What the task requires: Can you retype everything from the start of the material down to the line containing "156;221;197;233", that line included, without changing a character?

(Data listing)
────────────────────────────────────────

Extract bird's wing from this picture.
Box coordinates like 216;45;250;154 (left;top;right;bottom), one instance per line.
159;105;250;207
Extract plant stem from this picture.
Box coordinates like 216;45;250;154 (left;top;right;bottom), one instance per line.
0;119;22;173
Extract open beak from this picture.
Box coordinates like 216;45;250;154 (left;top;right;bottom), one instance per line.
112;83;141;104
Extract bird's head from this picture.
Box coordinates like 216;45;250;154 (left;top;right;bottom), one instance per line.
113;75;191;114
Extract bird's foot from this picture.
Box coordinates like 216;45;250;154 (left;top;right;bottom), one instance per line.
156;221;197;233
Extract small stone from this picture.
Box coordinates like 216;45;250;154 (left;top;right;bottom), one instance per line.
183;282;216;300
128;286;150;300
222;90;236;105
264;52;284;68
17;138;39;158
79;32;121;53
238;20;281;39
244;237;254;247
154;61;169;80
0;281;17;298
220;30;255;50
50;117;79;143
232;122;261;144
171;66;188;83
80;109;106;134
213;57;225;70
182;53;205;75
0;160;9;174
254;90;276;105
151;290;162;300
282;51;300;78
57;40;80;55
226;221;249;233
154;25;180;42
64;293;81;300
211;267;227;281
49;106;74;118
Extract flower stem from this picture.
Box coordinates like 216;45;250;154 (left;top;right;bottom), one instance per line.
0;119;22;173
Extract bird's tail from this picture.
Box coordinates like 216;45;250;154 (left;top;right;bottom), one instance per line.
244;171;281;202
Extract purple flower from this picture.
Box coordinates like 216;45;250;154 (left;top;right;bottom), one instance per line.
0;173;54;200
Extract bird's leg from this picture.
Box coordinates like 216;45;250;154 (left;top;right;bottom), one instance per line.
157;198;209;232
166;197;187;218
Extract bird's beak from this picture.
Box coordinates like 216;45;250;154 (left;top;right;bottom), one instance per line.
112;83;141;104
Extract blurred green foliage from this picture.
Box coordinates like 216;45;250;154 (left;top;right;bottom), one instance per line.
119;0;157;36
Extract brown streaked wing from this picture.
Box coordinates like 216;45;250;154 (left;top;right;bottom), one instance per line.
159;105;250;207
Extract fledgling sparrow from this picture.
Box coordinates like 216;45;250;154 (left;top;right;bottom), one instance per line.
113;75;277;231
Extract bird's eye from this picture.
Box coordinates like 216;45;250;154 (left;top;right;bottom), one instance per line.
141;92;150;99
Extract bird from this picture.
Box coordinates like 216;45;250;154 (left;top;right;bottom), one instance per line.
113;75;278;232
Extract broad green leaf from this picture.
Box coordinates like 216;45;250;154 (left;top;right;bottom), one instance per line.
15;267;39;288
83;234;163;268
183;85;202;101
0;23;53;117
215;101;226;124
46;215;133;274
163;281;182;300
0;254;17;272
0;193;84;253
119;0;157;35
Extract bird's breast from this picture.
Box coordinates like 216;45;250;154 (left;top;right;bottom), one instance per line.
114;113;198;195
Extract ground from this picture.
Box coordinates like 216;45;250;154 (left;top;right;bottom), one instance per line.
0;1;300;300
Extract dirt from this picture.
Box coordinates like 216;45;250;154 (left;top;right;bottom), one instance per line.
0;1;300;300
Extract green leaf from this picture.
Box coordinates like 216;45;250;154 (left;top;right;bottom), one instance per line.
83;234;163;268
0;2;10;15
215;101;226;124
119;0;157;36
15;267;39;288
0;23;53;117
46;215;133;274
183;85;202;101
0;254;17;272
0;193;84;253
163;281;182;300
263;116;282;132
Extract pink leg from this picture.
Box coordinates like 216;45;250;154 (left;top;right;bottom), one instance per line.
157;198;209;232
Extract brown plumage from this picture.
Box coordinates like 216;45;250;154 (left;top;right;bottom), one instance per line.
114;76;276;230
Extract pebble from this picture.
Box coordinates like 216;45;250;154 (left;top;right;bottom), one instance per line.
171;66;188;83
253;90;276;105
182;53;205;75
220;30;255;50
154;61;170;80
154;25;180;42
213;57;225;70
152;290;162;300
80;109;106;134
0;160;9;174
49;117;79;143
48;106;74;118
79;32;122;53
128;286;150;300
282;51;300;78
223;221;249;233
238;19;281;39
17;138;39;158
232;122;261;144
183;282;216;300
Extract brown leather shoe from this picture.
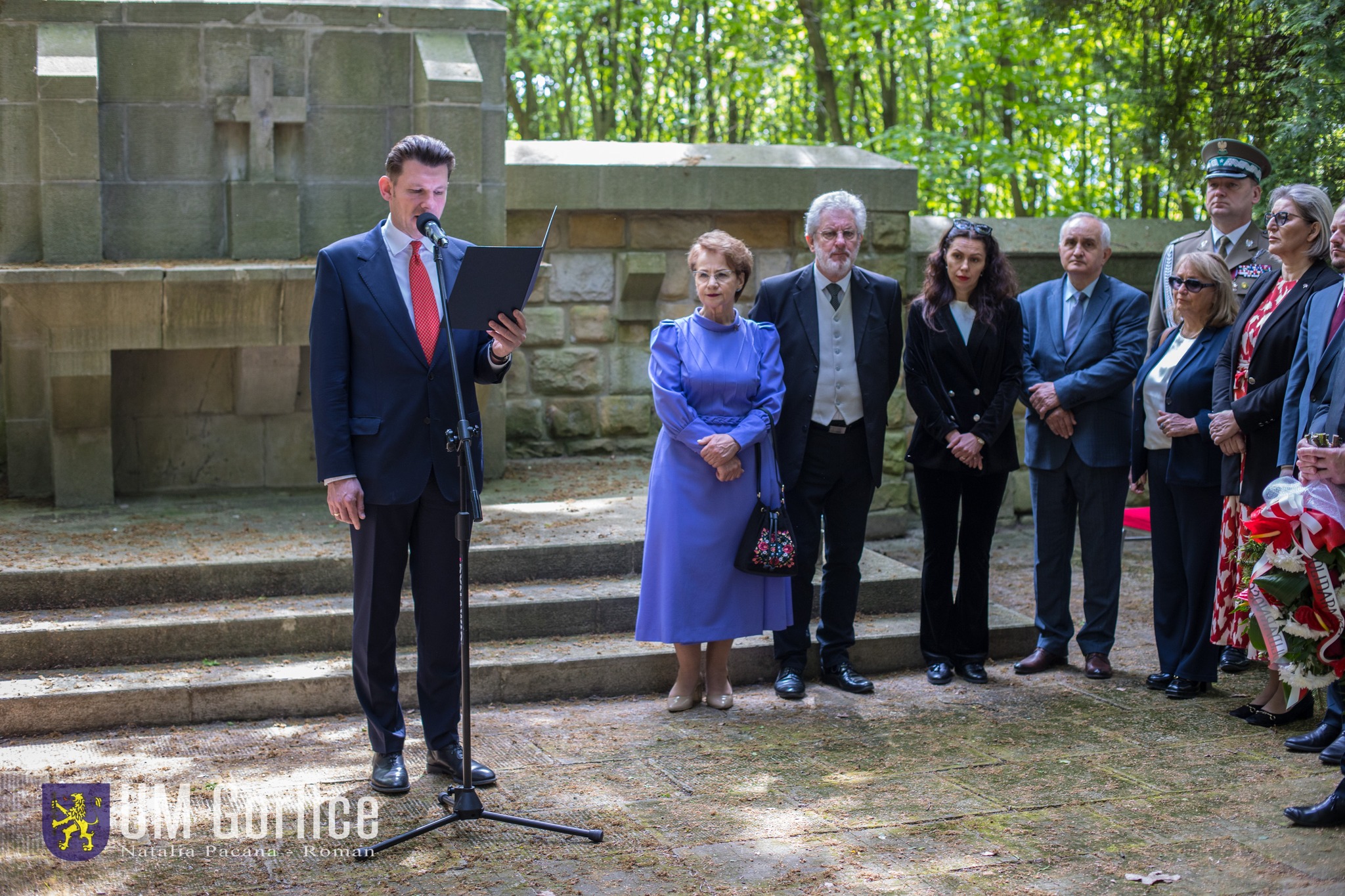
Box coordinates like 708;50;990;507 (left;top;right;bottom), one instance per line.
1013;647;1067;675
1084;653;1111;678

────────────────────────────────────────

Answer below:
Extract bird's wing from this picture.
Box coordinates like 216;45;250;154 (left;top;right;bottom), one instance per line.
159;105;250;207
Extract plant stem from this picture.
Box coordinates like 216;45;250;154 (left;top;right;bottom), one instance per line.
0;119;22;173
Extract open beak from this picture.
Box coordinates like 216;45;250;154 (left;top;right;bottom), one instance per line.
112;83;141;104
Extract bird's head from this picture.
Box coordinates like 216;45;250;154 (left;top;right;bottom), one instance per line.
113;75;191;114
Extract bird's foot from this picture.
Box coordinates like 216;45;250;154 (left;top;right;bottom), one instance per line.
156;221;197;233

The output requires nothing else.